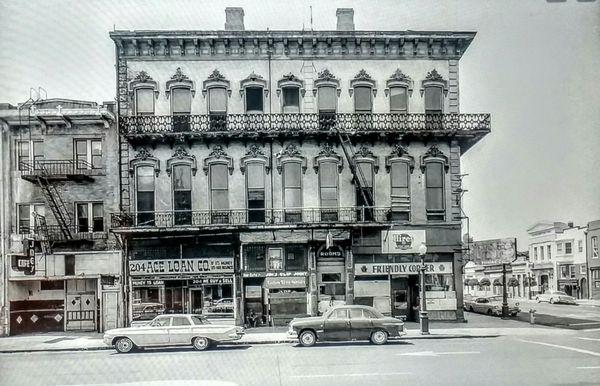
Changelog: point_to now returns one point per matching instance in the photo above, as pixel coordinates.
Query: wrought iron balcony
(57, 170)
(304, 123)
(249, 218)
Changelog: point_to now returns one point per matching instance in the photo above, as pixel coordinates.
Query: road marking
(435, 354)
(348, 375)
(563, 347)
(595, 339)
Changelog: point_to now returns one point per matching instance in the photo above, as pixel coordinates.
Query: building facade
(62, 268)
(592, 259)
(291, 170)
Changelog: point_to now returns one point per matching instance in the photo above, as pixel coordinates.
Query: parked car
(173, 330)
(492, 305)
(556, 297)
(344, 323)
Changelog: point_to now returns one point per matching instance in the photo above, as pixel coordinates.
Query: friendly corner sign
(402, 241)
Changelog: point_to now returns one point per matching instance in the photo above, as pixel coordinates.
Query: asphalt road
(563, 357)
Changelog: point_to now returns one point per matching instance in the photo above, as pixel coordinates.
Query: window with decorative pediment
(290, 89)
(218, 90)
(400, 165)
(255, 164)
(434, 164)
(363, 88)
(218, 166)
(399, 88)
(144, 90)
(181, 167)
(254, 91)
(434, 88)
(292, 165)
(180, 89)
(328, 164)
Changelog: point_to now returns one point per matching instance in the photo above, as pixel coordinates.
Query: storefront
(201, 285)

□ □ □ □

● TASK PROMPT
Rewrite all of the data above, replacing every "Query" with "Search term" and leaving everything else unchanged. Omit the pictures from your version.

● OUTPUT OF THE TASK
Changelog: point_to now returns one point per matching instance in the photo above, as pixel coordinates.
Search term: wrought iron balcony
(57, 170)
(304, 123)
(249, 218)
Changelog: point_to now returns one point per matching instance in the photo above, as pixel coordinates.
Search term: road marking
(435, 354)
(348, 375)
(563, 347)
(595, 339)
Changelog: point_to now returns one point per matching instance in the photo above, as pixel coordinates.
Search term: building facade
(62, 268)
(592, 259)
(291, 170)
Changelog: point_to now returns one point per matching instance in the photo above, as pixel coordinates.
Search term: parked car
(173, 330)
(492, 305)
(556, 297)
(344, 323)
Changelog: point_to now returns one point per matching instance in the photo above, as pixel coordinates.
Search term: friendly corner sign
(402, 241)
Changelog: point_to now returns one point per matching instance in the photo above, as pixel coordinates.
Search term: asphalt road
(563, 357)
Changelog: point_to now returns one point per matching instance in the photo above, as pixel coordinates.
Search term: window with decorative pediment
(290, 89)
(218, 90)
(400, 165)
(255, 164)
(434, 164)
(363, 88)
(218, 166)
(399, 88)
(144, 90)
(181, 167)
(254, 91)
(434, 88)
(292, 165)
(180, 89)
(328, 164)
Changelog: point_to now returns one point per matching instance in the photo above, as pixel coordinates.
Search term: storefront
(201, 285)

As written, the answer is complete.